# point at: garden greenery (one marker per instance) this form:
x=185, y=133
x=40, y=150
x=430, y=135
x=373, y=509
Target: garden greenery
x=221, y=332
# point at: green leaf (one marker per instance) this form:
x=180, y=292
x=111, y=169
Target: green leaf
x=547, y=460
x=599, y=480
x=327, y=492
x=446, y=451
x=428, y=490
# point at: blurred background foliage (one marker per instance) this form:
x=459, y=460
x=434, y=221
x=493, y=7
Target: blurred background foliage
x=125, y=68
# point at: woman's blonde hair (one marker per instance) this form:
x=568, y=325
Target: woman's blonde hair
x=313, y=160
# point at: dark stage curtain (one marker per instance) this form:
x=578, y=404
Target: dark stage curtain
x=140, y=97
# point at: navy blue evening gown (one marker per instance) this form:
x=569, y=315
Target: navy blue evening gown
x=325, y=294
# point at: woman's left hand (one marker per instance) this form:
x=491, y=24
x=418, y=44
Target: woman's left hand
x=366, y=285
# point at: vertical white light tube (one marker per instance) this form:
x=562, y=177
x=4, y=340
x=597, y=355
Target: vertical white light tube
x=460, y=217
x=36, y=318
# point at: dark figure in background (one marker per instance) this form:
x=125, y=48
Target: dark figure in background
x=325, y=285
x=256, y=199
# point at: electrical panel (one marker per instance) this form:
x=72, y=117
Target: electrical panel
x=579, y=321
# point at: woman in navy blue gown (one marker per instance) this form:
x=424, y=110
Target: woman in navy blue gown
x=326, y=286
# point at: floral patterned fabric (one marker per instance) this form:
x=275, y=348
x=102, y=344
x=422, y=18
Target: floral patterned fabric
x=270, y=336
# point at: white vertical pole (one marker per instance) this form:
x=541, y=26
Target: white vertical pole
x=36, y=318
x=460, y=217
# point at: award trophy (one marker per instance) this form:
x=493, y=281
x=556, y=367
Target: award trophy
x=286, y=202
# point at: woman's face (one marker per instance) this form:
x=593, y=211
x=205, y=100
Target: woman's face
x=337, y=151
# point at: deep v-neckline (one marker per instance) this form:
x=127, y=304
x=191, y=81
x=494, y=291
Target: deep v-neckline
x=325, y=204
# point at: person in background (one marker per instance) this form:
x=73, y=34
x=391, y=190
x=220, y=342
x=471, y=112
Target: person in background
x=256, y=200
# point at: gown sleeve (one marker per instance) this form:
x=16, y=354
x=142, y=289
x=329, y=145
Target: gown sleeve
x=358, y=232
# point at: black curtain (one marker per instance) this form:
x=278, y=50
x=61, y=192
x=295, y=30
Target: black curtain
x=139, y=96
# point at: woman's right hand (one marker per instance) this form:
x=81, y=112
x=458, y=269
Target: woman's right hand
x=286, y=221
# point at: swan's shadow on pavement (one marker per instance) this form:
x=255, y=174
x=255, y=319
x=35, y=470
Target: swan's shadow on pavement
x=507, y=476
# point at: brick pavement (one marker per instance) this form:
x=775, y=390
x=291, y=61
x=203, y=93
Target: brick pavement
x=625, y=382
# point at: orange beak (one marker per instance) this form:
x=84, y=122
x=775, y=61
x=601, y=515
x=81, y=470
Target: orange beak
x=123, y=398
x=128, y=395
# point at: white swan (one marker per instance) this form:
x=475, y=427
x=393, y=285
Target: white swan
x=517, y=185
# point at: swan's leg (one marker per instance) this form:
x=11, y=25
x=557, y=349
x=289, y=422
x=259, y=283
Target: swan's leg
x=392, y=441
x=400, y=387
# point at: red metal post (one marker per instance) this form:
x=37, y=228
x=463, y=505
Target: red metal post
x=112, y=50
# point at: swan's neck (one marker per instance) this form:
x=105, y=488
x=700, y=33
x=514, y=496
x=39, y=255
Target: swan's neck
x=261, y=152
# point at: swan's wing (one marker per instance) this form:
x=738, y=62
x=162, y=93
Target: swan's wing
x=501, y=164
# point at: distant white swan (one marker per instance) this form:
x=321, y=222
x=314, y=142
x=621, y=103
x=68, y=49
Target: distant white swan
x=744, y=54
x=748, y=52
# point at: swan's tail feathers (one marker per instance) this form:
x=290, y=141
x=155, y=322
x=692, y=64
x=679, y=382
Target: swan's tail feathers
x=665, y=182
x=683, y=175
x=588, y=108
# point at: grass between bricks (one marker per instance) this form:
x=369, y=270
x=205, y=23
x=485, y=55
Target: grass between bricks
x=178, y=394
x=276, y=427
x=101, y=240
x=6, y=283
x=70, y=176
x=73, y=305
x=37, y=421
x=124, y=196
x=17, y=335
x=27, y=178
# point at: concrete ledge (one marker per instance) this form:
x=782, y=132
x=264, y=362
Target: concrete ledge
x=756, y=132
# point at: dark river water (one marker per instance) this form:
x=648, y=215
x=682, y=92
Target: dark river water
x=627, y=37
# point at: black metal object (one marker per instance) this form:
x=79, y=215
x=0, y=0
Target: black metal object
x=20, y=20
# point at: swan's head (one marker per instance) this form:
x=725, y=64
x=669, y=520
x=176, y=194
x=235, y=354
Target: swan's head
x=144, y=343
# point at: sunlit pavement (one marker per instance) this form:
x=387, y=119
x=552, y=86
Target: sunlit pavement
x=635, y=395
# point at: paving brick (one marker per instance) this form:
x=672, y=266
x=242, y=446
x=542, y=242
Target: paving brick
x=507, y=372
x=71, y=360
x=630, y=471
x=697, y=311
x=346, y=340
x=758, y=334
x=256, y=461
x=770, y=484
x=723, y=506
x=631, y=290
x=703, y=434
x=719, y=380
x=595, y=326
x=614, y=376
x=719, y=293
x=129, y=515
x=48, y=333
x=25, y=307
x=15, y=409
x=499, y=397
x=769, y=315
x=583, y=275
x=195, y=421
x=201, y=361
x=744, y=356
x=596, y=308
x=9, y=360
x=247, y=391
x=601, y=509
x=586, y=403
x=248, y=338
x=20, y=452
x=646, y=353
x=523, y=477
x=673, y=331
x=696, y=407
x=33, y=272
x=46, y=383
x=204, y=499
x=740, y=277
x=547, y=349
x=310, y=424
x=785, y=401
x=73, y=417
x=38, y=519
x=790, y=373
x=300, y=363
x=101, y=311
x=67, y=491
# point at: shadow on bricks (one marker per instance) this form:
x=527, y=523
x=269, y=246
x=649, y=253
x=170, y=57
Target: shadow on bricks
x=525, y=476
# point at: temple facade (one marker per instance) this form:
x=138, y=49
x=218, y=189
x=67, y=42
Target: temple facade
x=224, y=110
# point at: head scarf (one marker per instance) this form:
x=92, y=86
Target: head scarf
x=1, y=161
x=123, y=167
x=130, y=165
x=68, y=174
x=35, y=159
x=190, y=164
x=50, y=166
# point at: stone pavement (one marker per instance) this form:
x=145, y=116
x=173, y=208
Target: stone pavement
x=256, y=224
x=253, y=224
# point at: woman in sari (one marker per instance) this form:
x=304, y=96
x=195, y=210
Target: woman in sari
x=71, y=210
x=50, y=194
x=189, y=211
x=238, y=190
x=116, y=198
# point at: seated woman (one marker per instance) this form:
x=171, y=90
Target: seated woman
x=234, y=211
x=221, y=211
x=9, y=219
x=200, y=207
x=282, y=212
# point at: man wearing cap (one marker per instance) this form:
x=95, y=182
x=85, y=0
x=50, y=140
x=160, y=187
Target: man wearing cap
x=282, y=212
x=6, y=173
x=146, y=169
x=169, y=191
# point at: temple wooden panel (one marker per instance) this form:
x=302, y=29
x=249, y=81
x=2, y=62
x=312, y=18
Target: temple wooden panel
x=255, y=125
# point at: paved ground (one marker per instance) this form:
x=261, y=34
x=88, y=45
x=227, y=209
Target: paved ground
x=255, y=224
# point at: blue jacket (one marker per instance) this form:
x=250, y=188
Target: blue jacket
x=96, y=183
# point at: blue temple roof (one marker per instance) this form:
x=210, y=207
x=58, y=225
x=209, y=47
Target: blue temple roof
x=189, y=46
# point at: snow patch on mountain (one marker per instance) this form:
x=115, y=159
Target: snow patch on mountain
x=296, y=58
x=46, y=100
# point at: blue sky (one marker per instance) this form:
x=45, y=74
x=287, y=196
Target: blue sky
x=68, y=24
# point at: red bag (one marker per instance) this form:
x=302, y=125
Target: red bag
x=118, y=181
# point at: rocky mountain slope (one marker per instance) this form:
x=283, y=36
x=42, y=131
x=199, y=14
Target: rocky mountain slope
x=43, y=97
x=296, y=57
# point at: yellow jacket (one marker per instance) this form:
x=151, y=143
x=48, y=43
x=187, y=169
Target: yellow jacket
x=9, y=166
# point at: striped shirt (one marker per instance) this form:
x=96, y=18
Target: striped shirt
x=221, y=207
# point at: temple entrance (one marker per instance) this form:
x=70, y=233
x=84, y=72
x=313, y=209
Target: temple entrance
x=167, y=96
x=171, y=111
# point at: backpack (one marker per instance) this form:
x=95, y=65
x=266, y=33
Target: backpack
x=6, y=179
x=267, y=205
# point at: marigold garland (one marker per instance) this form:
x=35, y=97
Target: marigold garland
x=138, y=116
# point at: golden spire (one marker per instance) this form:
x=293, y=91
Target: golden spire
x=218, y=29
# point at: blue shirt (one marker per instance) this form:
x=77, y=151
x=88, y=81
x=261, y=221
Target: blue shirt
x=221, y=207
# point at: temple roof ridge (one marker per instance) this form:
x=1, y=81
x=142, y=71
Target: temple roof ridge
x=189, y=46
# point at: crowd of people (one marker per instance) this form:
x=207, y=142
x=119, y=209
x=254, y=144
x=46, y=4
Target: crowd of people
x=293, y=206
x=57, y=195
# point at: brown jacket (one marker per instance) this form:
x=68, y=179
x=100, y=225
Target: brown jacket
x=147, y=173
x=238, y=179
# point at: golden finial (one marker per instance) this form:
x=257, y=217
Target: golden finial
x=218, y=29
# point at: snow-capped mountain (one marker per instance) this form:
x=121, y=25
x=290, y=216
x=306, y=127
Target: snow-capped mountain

Given problem: Rewrite the material between the lines holding "# point at: vertical" and "x=128, y=395", inclusive, replacing "pavement" with "sidewalk" and leaving everything else unchanged. Return only those lines.

Correct result:
# point at: vertical white light tube (one marker per instance) this form:
x=562, y=177
x=4, y=340
x=597, y=355
Target: vertical white light tube
x=460, y=217
x=36, y=318
# point at: dark figure in background (one marker per instance) this form:
x=125, y=48
Target: dark figure in background
x=325, y=285
x=256, y=199
# point at: electrical panel (one marker per instance) this form:
x=72, y=117
Target: electrical panel
x=579, y=321
# point at: woman in navy blue gown (one marker per instance) this form:
x=424, y=110
Target: woman in navy blue gown
x=326, y=286
# point at: floral patterned fabric (one marker per instance) this form:
x=275, y=348
x=102, y=344
x=422, y=18
Target: floral patterned fabric
x=270, y=336
# point at: white vertical pole (one marker per instance) this form:
x=541, y=26
Target: white vertical pole
x=36, y=318
x=460, y=217
# point at: award trophy (one marker per instance) this form:
x=493, y=281
x=556, y=367
Target: award trophy
x=286, y=202
# point at: woman's face (one marker per instance) this form:
x=593, y=211
x=205, y=100
Target: woman's face
x=337, y=151
# point at: deep v-neckline (one marker per instance) this form:
x=127, y=304
x=191, y=81
x=494, y=291
Target: deep v-neckline
x=325, y=204
# point at: person in background (one marker per instance) this form:
x=73, y=34
x=391, y=190
x=220, y=342
x=471, y=112
Target: person in background
x=256, y=200
# point at: gown sleeve (one marker per instance) this form:
x=16, y=354
x=142, y=289
x=329, y=145
Target: gown sleeve
x=358, y=232
# point at: black curtain (one marker per instance) this form:
x=278, y=50
x=61, y=192
x=295, y=30
Target: black curtain
x=139, y=96
# point at: woman's right hand (one marker per instance) this form:
x=81, y=112
x=458, y=269
Target: woman's right hand
x=286, y=221
# point at: swan's shadow on sidewalk (one marker per instance) this form:
x=255, y=174
x=255, y=319
x=35, y=470
Target: swan's shadow on sidewalk
x=507, y=476
# point at: brick sidewalk (one marker per instance) this form:
x=775, y=390
x=291, y=61
x=203, y=93
Target: brick sidewalk
x=625, y=382
# point at: orange beak (one marker per instance) this form:
x=84, y=122
x=775, y=61
x=601, y=515
x=81, y=470
Target: orange beak
x=123, y=398
x=128, y=395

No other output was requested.